▶ [TASK REQUIREMENTS]: Copy all of the data below, line by line, without changing anything.

— begin —

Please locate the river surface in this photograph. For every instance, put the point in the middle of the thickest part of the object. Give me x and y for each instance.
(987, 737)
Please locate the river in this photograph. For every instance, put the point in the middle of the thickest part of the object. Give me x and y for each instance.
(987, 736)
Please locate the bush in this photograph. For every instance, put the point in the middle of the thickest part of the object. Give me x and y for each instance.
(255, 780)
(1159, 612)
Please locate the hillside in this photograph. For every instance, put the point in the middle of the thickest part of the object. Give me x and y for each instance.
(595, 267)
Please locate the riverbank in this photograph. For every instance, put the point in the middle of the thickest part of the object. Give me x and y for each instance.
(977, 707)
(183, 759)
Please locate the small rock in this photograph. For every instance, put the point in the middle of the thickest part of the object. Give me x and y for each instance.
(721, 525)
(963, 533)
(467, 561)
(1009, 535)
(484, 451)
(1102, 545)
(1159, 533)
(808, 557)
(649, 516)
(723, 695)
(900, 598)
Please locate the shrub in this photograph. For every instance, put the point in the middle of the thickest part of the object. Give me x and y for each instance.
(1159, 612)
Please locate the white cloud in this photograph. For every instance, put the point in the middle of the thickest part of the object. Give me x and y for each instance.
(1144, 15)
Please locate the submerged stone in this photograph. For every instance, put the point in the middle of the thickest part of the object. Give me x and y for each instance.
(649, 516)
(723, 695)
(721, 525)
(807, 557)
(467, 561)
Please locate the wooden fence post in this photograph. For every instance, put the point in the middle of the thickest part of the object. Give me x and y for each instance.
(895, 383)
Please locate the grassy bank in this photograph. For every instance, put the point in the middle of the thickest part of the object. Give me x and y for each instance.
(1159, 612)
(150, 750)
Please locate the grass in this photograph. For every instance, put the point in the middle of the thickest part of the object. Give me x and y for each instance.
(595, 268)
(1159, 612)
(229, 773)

— end —

▶ [ANSWER TO THE PROBLEM]:
Please locate the river surface in this photograph. For every instance, put the point in the middle of the thickest part of the object. Give me x and y for each instance.
(987, 737)
Please locate the river in this photograph. For every instance, put the point in the middle of the thickest part of the object. Give me x and y for each instance.
(987, 736)
Please locate the bush in this photograph. For every instance, put the point in the middle of the thickest part of the object. Give me x and y for each instance.
(255, 780)
(1159, 612)
Please locate the hillside in this photograph. For every instance, put the point in the middle of the thickest part of the object. Give me x and y for each instance.
(595, 267)
Please locate the riverbank in this photograph. For every instance, put the point in the middle of the thickest part of the object. Give me x and y for each instance.
(977, 707)
(183, 759)
Please locate the small rock in this photograph. For every instance, put the point in the middle of the thickest part of the object. Give me x and y for each instance.
(721, 525)
(963, 533)
(467, 561)
(1009, 535)
(484, 451)
(1102, 545)
(1159, 533)
(808, 557)
(649, 516)
(723, 695)
(900, 598)
Please locate the shrub in this photograph. For every instance, put the point in the middle of the thickest part of the object. Give me x and y for each instance.
(1159, 612)
Please locate the white cloud in this photograph. For every instance, put the point in the middle of the thickest part of the object. Give me x and y for each instance.
(1144, 15)
Please locate the submerged stone in this photograph. For every instance, put the point in the middle of the thickest part of the object. Give me x and y for each instance.
(649, 516)
(723, 695)
(721, 525)
(807, 557)
(467, 561)
Please locate the wooden fence post in this photograph. For every instance, put the point in the middle of the thickest part of the object. Give me x and y for each instance.
(895, 383)
Please locate the grassy bank in this photograph. For every instance, put the point in the middle of the thickest part of the object. Give me x and y for each instance.
(1159, 612)
(150, 750)
Please locate the grass in this photograph. For every instance, put the point in the middle of the thickest part of the object. Give me x and y for each instance.
(595, 268)
(1159, 612)
(229, 773)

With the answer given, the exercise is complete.